# Production cookie cutters?



## k9cook (May 13, 2008)

I currently have two Thermo Cookie Cutting Sheets (One star and one heart) I use these to make my production cookie runs (we are not large enough to use a Formatic machine yet)
I would like to have one made in a dog bone shape. Anybody know a company that will work with me? The manufacturer of these sheets will not help.

Google Image Result for https://www.bakedeco.com/bimages/47561.jpg

Also open to any other ideas to increase production without getting into a forming machine at this time.


----------



## tekilla (Jul 22, 2011)

Hopefully you found some luck in your dog bone search.  I've been looking for a way to cut several hundred cookies into 2" round circles.  I don't make them often enough to purchase commercial equipment.  It looks like the thermo cooking sheets might be what i need.  But I am curious how well they work in consistency.  I can't find any pictures online besides the single photo the manufacture has.  I need to ensure that my cookies are all 3/16" thick.  The thermo sheets in the picture appear to be smooth and you press your dough through them.  When using a roller do you get the excess dough pushed through the holes as well?  The dough has to go somewhere and it seems like their only place to go is down.

If you could give me a little info on your experience as a user of a thermo cookie sheet it would be greatly appreciated.

Juan


----------



## juneau (Feb 21, 2015)

I found one here- however, they are not small enough for what I want them for.
http://www.bakedeco.com/detail.asp?id=31766#.VOjgzi5ch3U


----------

Recorded data:
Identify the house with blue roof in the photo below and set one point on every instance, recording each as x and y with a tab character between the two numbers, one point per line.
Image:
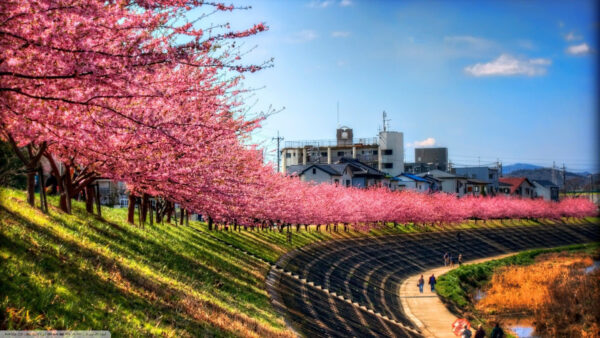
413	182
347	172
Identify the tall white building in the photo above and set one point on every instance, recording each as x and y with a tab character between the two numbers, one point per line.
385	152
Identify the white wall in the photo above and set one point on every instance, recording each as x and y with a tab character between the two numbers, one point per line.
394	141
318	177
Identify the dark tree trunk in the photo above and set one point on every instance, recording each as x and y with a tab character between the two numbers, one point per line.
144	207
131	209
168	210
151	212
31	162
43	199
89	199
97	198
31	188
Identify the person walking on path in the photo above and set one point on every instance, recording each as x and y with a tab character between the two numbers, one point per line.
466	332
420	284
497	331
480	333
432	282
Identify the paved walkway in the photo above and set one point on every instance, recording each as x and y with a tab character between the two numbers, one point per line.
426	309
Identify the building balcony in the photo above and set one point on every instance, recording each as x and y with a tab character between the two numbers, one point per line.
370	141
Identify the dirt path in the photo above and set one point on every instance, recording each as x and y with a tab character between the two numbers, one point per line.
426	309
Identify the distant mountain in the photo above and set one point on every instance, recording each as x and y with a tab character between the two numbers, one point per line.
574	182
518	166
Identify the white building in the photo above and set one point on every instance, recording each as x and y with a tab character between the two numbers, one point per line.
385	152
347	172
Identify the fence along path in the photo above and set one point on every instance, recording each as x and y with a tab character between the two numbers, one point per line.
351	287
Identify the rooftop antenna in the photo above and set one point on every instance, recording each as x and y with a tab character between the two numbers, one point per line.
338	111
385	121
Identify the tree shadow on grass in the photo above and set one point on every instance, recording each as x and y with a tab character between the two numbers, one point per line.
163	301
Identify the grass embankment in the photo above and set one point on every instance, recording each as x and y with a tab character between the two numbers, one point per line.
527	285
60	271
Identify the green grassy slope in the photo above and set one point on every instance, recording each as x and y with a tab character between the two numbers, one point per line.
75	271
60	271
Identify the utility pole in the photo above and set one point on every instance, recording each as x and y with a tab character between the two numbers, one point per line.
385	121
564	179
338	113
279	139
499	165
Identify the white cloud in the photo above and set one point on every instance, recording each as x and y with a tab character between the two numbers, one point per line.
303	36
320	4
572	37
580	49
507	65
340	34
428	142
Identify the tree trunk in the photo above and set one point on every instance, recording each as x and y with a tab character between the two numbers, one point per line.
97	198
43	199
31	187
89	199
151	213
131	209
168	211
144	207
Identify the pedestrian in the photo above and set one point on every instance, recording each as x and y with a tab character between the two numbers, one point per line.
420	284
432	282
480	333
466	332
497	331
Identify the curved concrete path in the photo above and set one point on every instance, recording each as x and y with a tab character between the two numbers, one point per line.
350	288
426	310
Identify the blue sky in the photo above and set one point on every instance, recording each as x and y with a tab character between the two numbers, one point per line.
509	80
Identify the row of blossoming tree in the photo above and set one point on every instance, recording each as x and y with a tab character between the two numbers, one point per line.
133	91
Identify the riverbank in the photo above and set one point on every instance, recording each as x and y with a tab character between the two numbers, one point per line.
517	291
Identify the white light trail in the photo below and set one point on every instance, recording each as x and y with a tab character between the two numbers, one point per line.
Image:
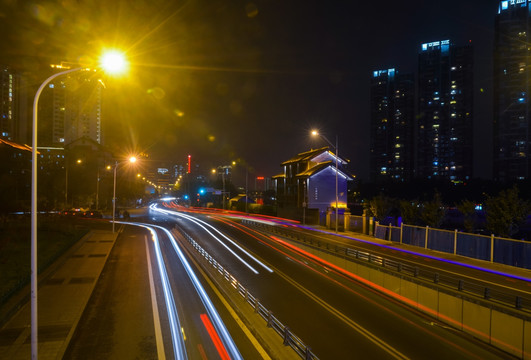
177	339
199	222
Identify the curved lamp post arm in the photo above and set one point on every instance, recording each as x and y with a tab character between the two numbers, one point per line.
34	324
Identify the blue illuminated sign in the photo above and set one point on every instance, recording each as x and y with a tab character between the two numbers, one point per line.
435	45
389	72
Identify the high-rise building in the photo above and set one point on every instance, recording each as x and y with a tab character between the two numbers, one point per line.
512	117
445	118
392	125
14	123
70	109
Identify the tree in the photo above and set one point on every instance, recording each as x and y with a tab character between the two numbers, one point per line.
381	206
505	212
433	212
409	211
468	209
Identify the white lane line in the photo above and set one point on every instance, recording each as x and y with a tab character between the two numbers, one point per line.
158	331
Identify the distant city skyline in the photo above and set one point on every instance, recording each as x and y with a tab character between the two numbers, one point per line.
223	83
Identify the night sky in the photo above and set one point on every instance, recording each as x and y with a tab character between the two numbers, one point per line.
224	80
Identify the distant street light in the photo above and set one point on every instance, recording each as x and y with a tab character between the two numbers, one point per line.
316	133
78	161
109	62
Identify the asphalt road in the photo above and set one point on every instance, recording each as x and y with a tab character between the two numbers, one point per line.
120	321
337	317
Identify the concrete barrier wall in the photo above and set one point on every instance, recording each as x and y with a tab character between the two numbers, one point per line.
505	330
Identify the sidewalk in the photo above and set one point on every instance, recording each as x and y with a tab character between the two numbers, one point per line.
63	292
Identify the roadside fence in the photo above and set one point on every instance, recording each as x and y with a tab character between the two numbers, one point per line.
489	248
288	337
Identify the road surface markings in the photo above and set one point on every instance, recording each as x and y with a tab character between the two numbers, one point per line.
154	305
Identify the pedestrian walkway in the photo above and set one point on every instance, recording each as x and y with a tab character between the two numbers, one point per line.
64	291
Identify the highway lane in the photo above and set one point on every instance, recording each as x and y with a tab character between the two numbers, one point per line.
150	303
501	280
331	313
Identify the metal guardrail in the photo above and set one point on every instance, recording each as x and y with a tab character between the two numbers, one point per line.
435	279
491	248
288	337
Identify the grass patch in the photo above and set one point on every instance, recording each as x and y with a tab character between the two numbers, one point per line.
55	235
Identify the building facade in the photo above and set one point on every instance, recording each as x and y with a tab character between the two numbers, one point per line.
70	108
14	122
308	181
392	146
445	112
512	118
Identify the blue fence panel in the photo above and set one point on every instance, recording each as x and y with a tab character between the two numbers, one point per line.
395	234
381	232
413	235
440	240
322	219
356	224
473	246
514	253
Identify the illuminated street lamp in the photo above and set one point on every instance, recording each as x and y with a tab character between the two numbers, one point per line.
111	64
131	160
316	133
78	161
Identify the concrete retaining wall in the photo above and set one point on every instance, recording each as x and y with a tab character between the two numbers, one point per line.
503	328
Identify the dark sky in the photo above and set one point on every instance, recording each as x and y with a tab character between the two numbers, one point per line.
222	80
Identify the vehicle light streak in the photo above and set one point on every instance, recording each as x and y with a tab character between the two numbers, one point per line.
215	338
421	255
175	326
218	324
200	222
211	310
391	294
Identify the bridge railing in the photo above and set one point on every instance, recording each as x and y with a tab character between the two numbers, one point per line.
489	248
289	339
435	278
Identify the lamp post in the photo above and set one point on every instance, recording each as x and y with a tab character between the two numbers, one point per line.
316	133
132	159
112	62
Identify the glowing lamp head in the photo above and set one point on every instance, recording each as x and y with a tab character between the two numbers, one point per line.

Written request =
Rewrite everything from "## k9cook (May" down to "at this time." in the cookie cutter thread, putting "paw print" wherever "dog bone" appears.

Output below =
## k9cook (May 13, 2008)

I currently have two Thermo Cookie Cutting Sheets (One star and one heart) I use these to make my production cookie runs (we are not large enough to use a Formatic machine yet)
I would like to have one made in a paw print shape. Anybody know a company that will work with me? The manufacturer of these sheets will not help.

Google Image Result for https://www.bakedeco.com/bimages/47561.jpg

Also open to any other ideas to increase production without getting into a forming machine at this time.